#### DATA EXCERPTS ####
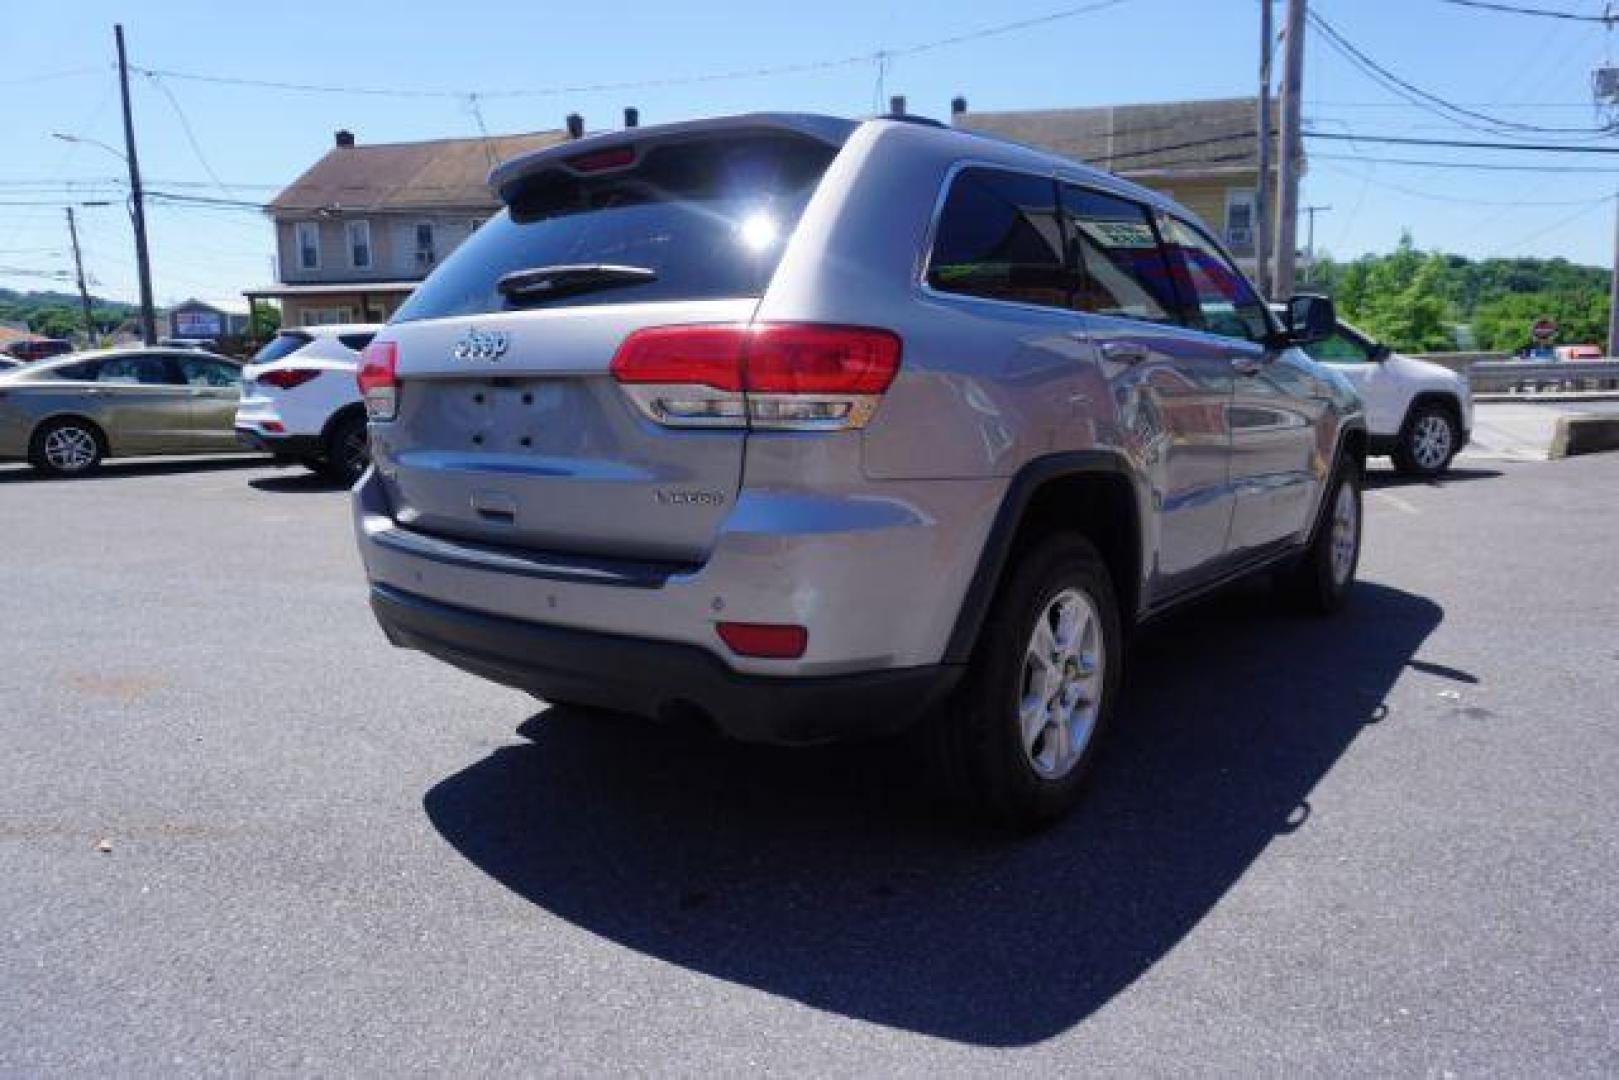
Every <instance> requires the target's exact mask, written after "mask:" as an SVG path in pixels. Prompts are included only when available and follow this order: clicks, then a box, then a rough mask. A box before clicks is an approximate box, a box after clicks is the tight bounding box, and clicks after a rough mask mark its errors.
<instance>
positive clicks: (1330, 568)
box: [1279, 461, 1360, 615]
mask: <svg viewBox="0 0 1619 1080" xmlns="http://www.w3.org/2000/svg"><path fill="white" fill-rule="evenodd" d="M1358 567H1360V468H1358V465H1357V463H1355V461H1344V463H1342V465H1339V468H1337V476H1336V478H1334V479H1332V486H1331V487H1329V489H1328V492H1326V515H1324V517H1323V518H1321V525H1319V526H1318V528H1316V534H1315V539H1313V541H1310V547H1308V551H1305V554H1303V555H1300V559H1298V562H1297V563H1295V565H1294V567H1292V568H1290V570H1287V572H1285V573H1284V575H1282V576H1281V580H1279V583H1281V586H1282V588H1284V589H1285V591H1287V593H1289V594H1290V596H1292V599H1295V601H1297V604H1298V607H1302V609H1303V610H1307V612H1310V614H1315V615H1331V614H1332V612H1336V610H1339V609H1342V607H1344V604H1347V602H1349V591H1350V588H1352V586H1353V585H1355V570H1357V568H1358Z"/></svg>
####
Go through the records above and return each line in which the word "instance" occurs.

▸ EXERCISE ANSWER
Every <instance> requires the target's exact mask, written after "mask:" as an SVG path in pixels. Prompts are included only when available and follow this order: clicks, then a box, then a rough mask. A box before clicks is an approximate box, a box after clicks is the tight bounding box, and clicks after a rough mask mark its errors.
<instance>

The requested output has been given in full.